Dê continuidade ao texto sobre prática pedagógica, começando logo após a última frase apresentada.

**Trecho selecionado:**
----

Introdução
O trabalho apresenta pesquisa que problematizou a produção da área da educação quando trata do tema da prática pedagógica. Partiu do pressuposto de que toda prática pedagógica é educativa, mas nem toda prática educativa é, necessariamente, pedagógica.
Segundo Franco (2015), a prática pedagógica corresponde à intencionalidade de uma coletividade e atua, pela historicidade, no movimento dialético entre resistências e desistências no confronto entre o que idealizam as intenções e as imposições da totalidade. A autora também aponta as características de organização e reflexividade. Constituí-la é um desafio que exige superar inúmeros intervenientes como a desvalorização econômica e social da profissão docente, a qualidade da formação inicial e continuada de professores, traços conservadores da cultura escolar e o caráter regulatório e tecnicista das políticas educacionais.
Assim, buscou-se refletir sobre o conceito de “prática pedagógica” a partir da contribuição desta autora, problematizando-o e construindo sínteses analíticas capazes de sumariar questões que desafiam o campo de conhecimento, mapear as formas de aproximação estabelecidas nas pesquisas encontradas e contribuir para o estado da arte no campo da pesquisa sobre o tema.
A prática pedagógica nos periódicos Scielo.org
Para conhecer como a prática pedagógica é tematizada no âmbito da produção da área da educação, desenvolveu-se pesquisa utilizando-se de abordagem qualitativa do tipo estado do conhecimento tomando como objeto de análise os artigos que tratam do tema nos periódicos que compõem a base Scielo.org.

----

**Listagem:**
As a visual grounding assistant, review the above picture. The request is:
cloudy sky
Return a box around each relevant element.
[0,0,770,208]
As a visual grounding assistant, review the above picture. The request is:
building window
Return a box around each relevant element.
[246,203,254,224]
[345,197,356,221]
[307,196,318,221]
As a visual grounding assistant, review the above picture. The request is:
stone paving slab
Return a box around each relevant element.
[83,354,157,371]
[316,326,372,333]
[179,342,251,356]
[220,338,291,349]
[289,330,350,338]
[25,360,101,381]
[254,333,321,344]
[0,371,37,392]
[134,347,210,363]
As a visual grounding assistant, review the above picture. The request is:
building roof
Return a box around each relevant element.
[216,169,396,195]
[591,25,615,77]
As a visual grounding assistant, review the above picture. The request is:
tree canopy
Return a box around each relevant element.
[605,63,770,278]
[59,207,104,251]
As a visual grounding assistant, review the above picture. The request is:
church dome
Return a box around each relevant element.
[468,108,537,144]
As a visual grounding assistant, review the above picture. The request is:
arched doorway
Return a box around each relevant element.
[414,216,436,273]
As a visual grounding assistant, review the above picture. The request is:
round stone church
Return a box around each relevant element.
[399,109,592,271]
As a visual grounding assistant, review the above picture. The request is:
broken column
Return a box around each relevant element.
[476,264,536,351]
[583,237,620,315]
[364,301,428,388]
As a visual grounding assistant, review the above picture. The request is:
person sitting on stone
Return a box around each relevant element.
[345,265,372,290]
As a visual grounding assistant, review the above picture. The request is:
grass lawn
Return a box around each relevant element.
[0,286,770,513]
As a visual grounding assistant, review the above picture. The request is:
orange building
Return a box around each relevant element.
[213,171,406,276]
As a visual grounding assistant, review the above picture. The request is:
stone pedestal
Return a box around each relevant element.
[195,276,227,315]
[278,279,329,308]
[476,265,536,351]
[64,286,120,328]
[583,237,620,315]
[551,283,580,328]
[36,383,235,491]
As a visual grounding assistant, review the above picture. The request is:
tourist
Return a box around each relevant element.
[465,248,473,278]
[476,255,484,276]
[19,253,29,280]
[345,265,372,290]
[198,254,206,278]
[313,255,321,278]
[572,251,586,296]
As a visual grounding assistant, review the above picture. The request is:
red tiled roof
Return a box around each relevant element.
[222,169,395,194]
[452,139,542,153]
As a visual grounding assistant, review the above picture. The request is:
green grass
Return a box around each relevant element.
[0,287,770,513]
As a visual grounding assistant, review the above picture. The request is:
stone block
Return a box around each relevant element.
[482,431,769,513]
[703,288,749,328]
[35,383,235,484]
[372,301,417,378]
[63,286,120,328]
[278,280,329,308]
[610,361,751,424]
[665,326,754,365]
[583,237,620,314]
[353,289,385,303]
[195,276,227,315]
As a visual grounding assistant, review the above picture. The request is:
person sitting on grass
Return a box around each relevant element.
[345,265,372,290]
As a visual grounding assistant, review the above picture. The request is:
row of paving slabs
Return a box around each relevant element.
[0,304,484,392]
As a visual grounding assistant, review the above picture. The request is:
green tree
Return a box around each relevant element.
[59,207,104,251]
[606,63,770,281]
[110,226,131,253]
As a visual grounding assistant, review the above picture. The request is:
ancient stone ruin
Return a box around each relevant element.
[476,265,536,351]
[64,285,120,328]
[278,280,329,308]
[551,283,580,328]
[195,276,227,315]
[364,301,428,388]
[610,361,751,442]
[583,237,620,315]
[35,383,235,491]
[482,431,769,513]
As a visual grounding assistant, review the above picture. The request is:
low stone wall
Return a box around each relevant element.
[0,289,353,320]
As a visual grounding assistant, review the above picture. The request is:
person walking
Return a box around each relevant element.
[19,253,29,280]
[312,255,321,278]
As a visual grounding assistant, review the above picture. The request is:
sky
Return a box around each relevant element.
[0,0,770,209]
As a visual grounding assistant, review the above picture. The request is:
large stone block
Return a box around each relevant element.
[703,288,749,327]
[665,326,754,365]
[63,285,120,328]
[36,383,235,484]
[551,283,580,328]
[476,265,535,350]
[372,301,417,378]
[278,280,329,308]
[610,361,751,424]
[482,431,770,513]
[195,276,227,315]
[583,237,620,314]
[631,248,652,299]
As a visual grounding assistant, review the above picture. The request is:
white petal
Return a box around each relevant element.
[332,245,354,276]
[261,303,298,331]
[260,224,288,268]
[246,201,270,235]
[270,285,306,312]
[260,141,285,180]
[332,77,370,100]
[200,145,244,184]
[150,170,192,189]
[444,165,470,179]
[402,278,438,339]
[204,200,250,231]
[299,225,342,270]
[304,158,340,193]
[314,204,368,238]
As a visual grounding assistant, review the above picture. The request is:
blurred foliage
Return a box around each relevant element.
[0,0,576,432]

----

**Resposta à tarefa:**
O descritor “prática pedagógica” foi localizado nos títulos ou resumos dos artigos publicados em todos os periódicos indexados na base em língua portuguesa ou espanhola até o ano de 2018, totalizando 44 trabalhos.
Os artigos foram mapeados identificando-se autores, anos de publicação, periódicos, nível de ensino, problema, metodologia de pesquisa utilizada, definição de prática pedagógica e possíveis conclusões, sendo os dados organizados numa tabela e depois categorizados.
Observou-se que a maior produção sobre o tema datou dos anos de 2014 e 2016 (6 artigos), 2015 (5 artigos) e 2018 (5 artigos). Entre 1995 e 2007 foram publicados apenas 9 trabalhos, com prevalência de 1 artigo ao ano e entre 2008 a 2013, 12 trabalhos com uma média de 3 artigos ao ano. Os números revelam que a evolução das pesquisas sobre o tema foi lenta ainda que crescente, mas a presença ainda é pequena no conjunto da produção da área.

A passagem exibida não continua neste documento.